** START OF Data listing **
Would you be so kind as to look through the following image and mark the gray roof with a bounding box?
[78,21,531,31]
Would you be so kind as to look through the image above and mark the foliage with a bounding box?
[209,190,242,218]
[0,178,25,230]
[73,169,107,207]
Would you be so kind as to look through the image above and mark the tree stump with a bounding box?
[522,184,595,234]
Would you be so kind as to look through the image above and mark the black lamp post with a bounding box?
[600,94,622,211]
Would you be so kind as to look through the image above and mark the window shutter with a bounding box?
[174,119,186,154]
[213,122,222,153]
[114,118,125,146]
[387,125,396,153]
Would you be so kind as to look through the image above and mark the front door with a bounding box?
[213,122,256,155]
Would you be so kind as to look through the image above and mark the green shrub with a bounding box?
** END OF Data listing **
Could you rewrite all the entries above, swapping "bounding box" for "rectangle" and changing nothing else?

Would you be so kind as to look through the following image and mark the gray roof with a rectangle?
[78,21,531,31]
Would you be so kind as to look through the image above and mark the foliage with a rectangle?
[209,190,242,218]
[0,178,25,230]
[73,169,107,207]
Would you be so kind as to look through the image above and mark the tree stump with a rectangle?
[522,184,595,234]
Would you be so kind as to look through the image above and mark the black lamp post with a rectangle?
[600,94,622,211]
Would you be so kind as to look through the image above and mark the window shutter with a rectangle?
[174,119,186,154]
[213,122,222,153]
[114,118,125,146]
[387,125,396,153]
Would you be so kind as to look through the image above and mark the front door with a rectangle?
[213,122,256,155]
Would you be so kind as to look through the image above and mark the green shrub with a rectangle?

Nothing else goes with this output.